Exercise instructions:
Repeat every line that appears below, with nothing altered.
************
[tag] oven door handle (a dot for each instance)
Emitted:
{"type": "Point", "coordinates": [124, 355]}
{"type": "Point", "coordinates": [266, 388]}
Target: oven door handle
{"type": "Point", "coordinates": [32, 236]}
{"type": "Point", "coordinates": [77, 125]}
************
Expected answer:
[tag] oven door handle (a dot for each instance)
Emitted:
{"type": "Point", "coordinates": [124, 355]}
{"type": "Point", "coordinates": [266, 388]}
Target: oven door handle
{"type": "Point", "coordinates": [32, 236]}
{"type": "Point", "coordinates": [77, 125]}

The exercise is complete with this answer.